When I stopped working for Domino’s Pizza, I had a falling out with one of my closest associates. We had worked closely together for years. He had mistreated a mutual friend, and when he refused to return my calls to discuss this matter, I decided to never talk to him again. When his wedding invitation came in the mail, I quickly responded no.
I was reading a book about Gandhi in which he said, “hate the sin, love the sinner.” It made me think about my relationship with my friend. Why was forgiveness so hard to do?
It is often hard to forgive when you get either an insincere apology or no apology at all. Gandhi’s quote made me realize that ignoring what happened with my friend had not worked. That my friend’s actions were not meant to be malicious but rather occurred in trying circumstances in both of our lives.
My friend traveled a lot, so it was hard to get a hold of him (before everyone had a cell phone). He finally called me back at my house. When my wife answered, he said, “Why is Phil calling me? I thought he hated me.”

▸ **Given problem**
Write out the passage on forgiving a former friend word for word, starting at "When I stopped" and ending at "of our lives.".

▸ **Data supplied**
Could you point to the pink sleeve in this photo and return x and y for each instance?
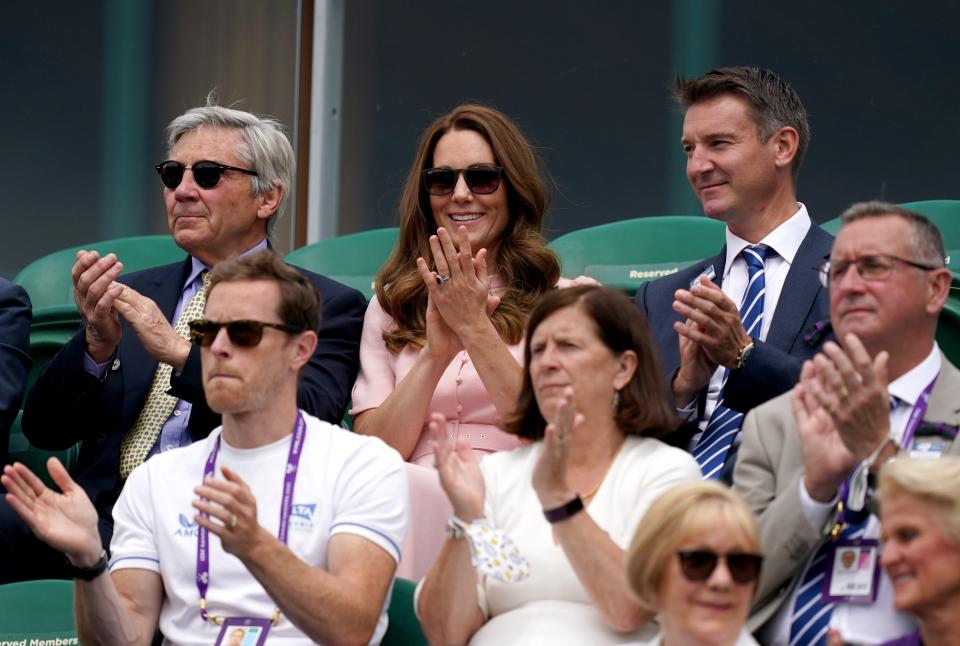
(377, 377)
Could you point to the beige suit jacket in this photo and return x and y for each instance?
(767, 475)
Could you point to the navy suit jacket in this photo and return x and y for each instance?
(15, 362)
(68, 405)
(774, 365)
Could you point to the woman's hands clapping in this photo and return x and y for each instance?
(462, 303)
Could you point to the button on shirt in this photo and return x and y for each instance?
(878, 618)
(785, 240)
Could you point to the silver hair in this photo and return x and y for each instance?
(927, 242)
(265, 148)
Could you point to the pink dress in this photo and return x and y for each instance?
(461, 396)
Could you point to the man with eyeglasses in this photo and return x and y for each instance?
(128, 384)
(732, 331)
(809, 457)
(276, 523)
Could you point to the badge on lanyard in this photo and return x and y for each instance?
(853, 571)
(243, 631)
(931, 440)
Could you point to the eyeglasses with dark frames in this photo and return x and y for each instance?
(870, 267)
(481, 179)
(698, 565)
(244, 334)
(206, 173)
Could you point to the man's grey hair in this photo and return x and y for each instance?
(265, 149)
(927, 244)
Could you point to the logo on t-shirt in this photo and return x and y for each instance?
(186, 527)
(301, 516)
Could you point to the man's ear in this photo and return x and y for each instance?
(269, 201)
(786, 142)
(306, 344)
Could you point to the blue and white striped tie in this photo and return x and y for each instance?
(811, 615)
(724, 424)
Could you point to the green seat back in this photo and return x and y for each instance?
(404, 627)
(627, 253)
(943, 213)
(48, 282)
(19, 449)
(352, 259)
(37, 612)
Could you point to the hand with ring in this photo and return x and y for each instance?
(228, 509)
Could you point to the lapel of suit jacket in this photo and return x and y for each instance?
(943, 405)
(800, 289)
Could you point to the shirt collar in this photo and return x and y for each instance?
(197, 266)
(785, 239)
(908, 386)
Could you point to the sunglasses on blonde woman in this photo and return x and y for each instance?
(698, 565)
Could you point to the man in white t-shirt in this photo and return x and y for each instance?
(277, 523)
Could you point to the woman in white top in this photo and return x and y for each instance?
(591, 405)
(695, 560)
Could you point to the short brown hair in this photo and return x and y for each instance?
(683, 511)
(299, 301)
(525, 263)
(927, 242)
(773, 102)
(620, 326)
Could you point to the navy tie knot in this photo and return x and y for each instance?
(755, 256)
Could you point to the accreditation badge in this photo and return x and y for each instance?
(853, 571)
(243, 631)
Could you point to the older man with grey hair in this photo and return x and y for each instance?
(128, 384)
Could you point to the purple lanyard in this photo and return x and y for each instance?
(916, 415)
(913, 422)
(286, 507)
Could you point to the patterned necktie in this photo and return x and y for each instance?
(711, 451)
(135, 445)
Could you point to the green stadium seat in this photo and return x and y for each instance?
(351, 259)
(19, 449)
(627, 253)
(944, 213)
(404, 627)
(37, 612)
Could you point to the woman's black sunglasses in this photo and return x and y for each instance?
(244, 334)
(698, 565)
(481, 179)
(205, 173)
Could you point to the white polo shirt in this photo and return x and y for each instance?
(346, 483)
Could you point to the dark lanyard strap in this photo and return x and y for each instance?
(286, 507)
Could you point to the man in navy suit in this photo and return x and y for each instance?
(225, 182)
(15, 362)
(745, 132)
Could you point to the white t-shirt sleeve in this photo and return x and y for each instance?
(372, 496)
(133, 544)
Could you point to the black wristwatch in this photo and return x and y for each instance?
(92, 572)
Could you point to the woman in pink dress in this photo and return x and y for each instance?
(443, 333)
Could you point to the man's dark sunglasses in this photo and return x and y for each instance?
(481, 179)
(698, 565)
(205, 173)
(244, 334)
--
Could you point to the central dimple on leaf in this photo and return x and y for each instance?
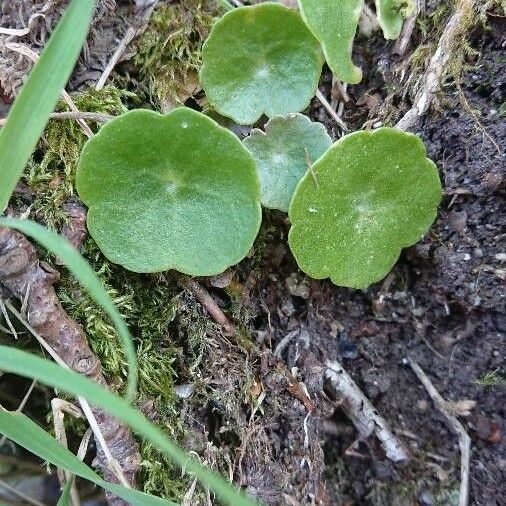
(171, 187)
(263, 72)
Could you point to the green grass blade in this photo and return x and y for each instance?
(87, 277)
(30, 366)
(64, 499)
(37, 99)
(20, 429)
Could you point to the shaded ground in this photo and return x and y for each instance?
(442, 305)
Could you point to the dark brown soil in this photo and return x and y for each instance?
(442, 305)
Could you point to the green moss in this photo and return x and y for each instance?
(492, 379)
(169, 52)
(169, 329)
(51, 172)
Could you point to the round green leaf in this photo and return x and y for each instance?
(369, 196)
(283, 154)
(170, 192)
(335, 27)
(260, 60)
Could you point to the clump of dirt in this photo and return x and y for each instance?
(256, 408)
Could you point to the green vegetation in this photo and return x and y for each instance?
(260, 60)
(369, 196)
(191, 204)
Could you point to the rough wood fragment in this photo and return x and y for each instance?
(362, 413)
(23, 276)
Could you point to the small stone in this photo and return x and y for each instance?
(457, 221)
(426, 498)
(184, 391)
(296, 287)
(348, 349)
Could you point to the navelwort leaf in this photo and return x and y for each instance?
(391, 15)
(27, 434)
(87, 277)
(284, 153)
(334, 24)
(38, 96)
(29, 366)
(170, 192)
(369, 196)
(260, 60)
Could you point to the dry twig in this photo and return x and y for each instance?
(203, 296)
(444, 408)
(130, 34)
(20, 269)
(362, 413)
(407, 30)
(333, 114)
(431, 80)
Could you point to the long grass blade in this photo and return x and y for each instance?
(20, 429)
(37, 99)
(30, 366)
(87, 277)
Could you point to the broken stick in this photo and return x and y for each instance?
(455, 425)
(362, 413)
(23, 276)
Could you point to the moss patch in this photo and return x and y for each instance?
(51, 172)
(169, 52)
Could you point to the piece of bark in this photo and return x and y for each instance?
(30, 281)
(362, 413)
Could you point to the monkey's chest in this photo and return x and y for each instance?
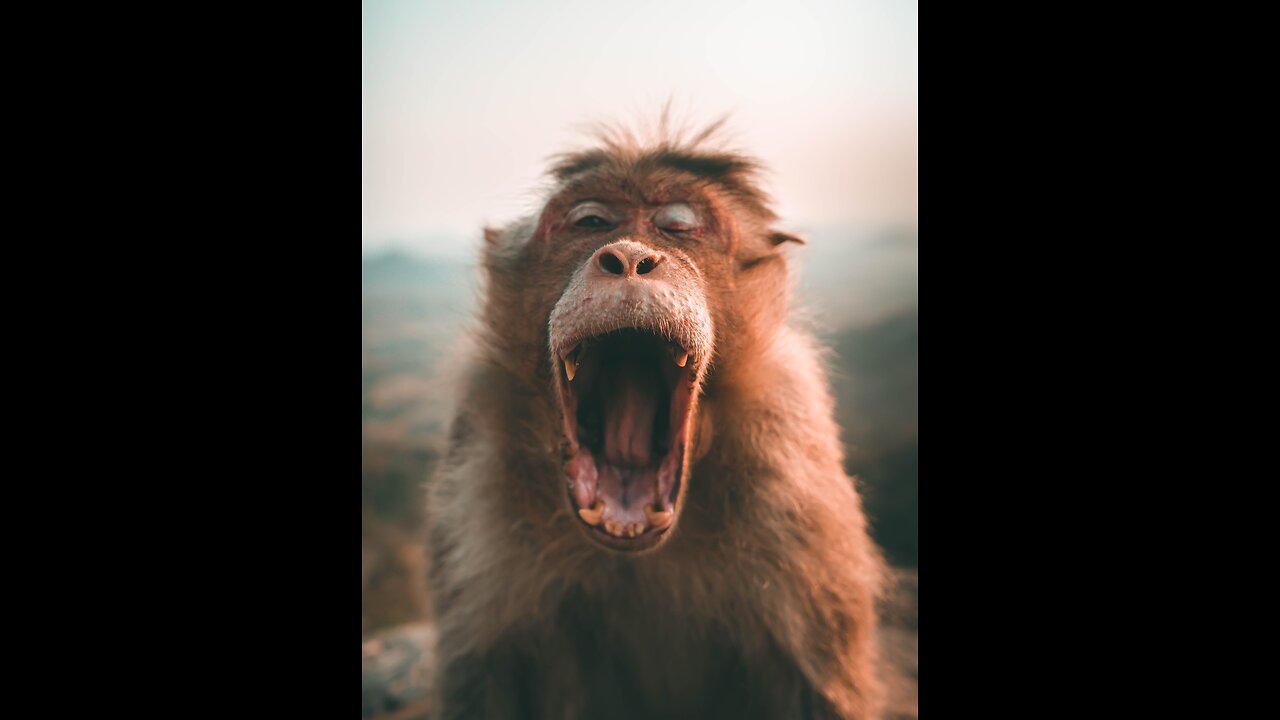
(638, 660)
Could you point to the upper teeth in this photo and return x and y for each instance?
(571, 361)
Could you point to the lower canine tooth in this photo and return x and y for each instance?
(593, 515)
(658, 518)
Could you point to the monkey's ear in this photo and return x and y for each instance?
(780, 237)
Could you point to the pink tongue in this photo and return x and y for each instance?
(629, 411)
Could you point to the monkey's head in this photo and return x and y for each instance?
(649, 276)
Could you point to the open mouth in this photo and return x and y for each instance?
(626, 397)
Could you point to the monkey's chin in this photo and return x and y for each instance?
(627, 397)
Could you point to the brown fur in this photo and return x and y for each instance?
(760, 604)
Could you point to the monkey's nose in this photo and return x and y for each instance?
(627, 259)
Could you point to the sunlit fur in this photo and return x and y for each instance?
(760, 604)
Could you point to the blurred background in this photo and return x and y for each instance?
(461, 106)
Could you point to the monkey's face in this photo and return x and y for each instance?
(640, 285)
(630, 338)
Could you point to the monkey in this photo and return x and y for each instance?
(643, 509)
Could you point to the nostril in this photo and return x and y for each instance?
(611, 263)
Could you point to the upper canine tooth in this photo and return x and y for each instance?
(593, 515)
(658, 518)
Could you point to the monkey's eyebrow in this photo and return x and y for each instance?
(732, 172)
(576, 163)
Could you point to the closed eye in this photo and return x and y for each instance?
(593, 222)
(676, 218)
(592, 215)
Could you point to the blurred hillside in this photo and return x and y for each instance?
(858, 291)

▸ **Exercise output**
When I stopped working for Domino’s Pizza, I had a falling out with one of my closest associates. We had worked closely together for years. He had mistreated a mutual friend, and when he refused to return my calls to discuss this matter, I decided to never talk to him again. When his wedding invitation came in the mail, I quickly responded no.
I was reading a book about Gandhi in which he said, “hate the sin, love the sinner.” It made me think about my relationship with my friend. Why was forgiveness so hard to do?
It is often hard to forgive when you get either an insincere apology or no apology at all. Gandhi’s quote made me realize that ignoring what happened with my friend had not worked. That my friend’s actions were not meant to be malicious but rather occurred in trying circumstances in both of our lives.